> BRANO CITATO
'''
Ho la strada in mente, l’ho percorsa tante volte da solo, scandendo i nomi: Mamoiada, Fonni, Ovodda, Tiana, Teti, Austis, Sorgono, Tonara e poi indietro. Due volte, Aritzo e poi il Gennargentu. Oppure da Ottana verso Sarule, Ollolai, Gavoi, Lodine, aspettando apparisse il lago Gusana. E ricordo le svolte in cui mi sono perso e i punti di riferimento che mi dicevano che ero sulla strada giusta, la sensazione di solitudine e di natura che avvolgeva totalmente, la voglia di guardare e di andare assieme, perché la natura alla fine ti fa desiderare un riparo, una casa dove riconoscerti.
'''
> CONTENUTO DEL DATASET
'''
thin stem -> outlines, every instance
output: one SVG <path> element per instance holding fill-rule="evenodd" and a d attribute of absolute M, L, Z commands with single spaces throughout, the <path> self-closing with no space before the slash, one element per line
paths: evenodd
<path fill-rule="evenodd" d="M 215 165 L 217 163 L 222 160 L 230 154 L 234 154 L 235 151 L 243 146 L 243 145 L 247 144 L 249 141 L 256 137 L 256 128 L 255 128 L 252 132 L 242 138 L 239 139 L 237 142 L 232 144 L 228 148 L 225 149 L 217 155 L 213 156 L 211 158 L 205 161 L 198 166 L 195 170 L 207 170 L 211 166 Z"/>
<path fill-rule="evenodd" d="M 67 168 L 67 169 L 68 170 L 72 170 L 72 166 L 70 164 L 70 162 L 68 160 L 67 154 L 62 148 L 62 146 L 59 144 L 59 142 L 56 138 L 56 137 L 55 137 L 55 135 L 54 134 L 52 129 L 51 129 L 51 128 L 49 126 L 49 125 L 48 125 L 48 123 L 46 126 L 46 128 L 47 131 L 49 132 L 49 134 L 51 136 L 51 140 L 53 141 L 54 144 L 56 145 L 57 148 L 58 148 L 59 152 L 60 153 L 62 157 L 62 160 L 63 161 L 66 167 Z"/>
'''
> COMPITI DA SVOLGERE
#1 Nel brano citato, quale lago si aspetta di veder apparire chi percorre la strada da Ottana verso Sarule?
#2 Prosegui il brano citato sulla strada tra Mamoiada, Fonni e gli altri paesi, riprendendo dopo l'ultima frase riportata.

> RISULTATI OTTENUTI
#1 Il lago Gusana.

#2
Ho voglia di quella pace che ti accoglie, quando non hai più il tempo che ti sta attorno, ma solo il tuo, quando condividere è importante più della meta, quando le cose ti parlano per metafore, di te. E la notte ti addormenti sentendo gli ultimi belati, qualche uccello che non conosci, il maestrale che scuote le sughere e le lamiere dei ricoveri e la mattina ti svegli con gli stessi suoni. Ma il giorno dopo non c’è una meta vera, solo da ascoltare, vedere, sentire, per capire dove sei. Non qui, ma altrove. Un punto nave, insomma, senza alcuna utilità che non sia tu stesso.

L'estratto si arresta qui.